**Passage given:**
On reporting and mobile, we have exercised the built-in dashboards for activity volume, sequence performance, and pipeline velocity; tested the forecasting views against quota-carrying AE pipelines; and used the Close mobile app in the field for inside-sales reps making calls away from a desk. We also worked the API end through a handful of custom integrations — lead enrichment, territory routing, and a lightweight call-disposition sync into an external data warehouse.

None of what follows is a formal benchmark. Sales-CRM reviews are fundamentally about fit, and Close is one of the most fit-dependent products we review. What we can offer is the texture of running it in production across real outbound teams, where the economics work, and the specific shape of teams for whom Close is the right tool — versus the specific shape of teams for whom it is the wrong one.

Pricing, in detail

VERIFIED · 2026-04
BASE
$19/ SEAT / MO

Entry tier. Core CRM — contacts, leads, opportunities, basic reporting. No native dialer, no sequences, no SMS. Effectively a Pipedrive-adjacent option with limited reach.

  • Core CRM + pipelines only
  • No built-in calling, no sequences
  • Up to ~3 users typical cap
STARTUP
$49/ SEAT / MO

Where Close becomes Close. Adds native dialer, call recording, email sequences, and bulk email — the communication features the product is actually known for.

  • Native dialer + call recording
  • Email sequences (basic)
  • Bulk email + basic reporting
ENTERPRISE
$139/ SEAT / MO

For larger teams that need SSO, custom roles, higher API limits, and priority support. Same product, firmer guardrails and audit controls.

  • SAML SSO + custom roles / permissions
  • Higher API rate limits
  • Priority support + dedicated CSM

Prices shown are per seat per month on annual billing. Monthly billing typically adds ~15% per tier. A 14-day free trial is available on all plans, no credit card required. Phone usage (per-minute calling, inbound/outbound SMS, number rentals, voice AI features) bills separately through the Close wallet at pass-through carrier rates — budget roughly $30–$150 per rep per month of usage depending on call volume.

**To do:**
**a.** Summarize the Close CRM review in two sentences.
**b.** Rewrite the Close CRM review between "On reporting and" and "the wrong one.", inclusive, substituting "representatives" for "reps".

**Information provided:**
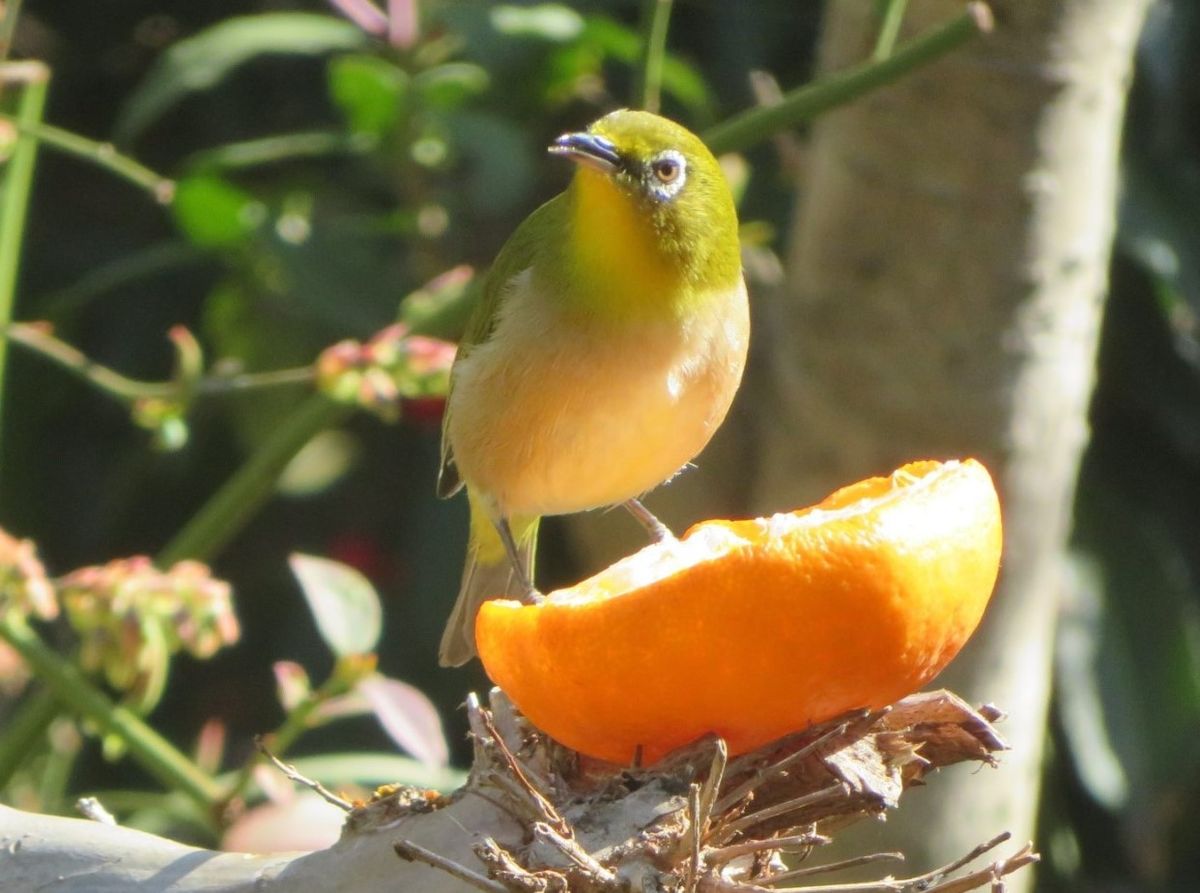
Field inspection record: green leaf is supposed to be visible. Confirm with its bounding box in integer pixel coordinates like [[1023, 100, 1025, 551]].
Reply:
[[285, 753, 467, 791], [288, 552, 383, 658], [170, 174, 266, 248], [492, 4, 583, 43], [329, 54, 408, 137], [114, 12, 366, 144], [414, 62, 490, 109], [358, 673, 450, 766]]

**Responses by task:**
**a.** The reviewers tested Close's built-in dashboards, forecasting views, mobile app, and API through custom integrations, and they present the review as a matter of fit rather than a formal benchmark. Close comes in three tiers on annual billing: Base at $19, Startup at $49 (which adds the native dialer, call recording, and email sequences), and Enterprise at $139 per seat per month, with phone usage billed separately through the Close wallet.

**b.**
On reporting and mobile, we have exercised the built-in dashboards for activity volume, sequence performance, and pipeline velocity; tested the forecasting views against quota-carrying AE pipelines; and used the Close mobile app in the field for inside-sales representatives making calls away from a desk. We also worked the API end through a handful of custom integrations — lead enrichment, territory routing, and a lightweight call-disposition sync into an external data warehouse.

None of what follows is a formal benchmark. Sales-CRM reviews are fundamentally about fit, and Close is one of the most fit-dependent products we review. What we can offer is the texture of running it in production across real outbound teams, where the economics work, and the specific shape of teams for whom Close is the right tool — versus the specific shape of teams for whom it is the wrong one.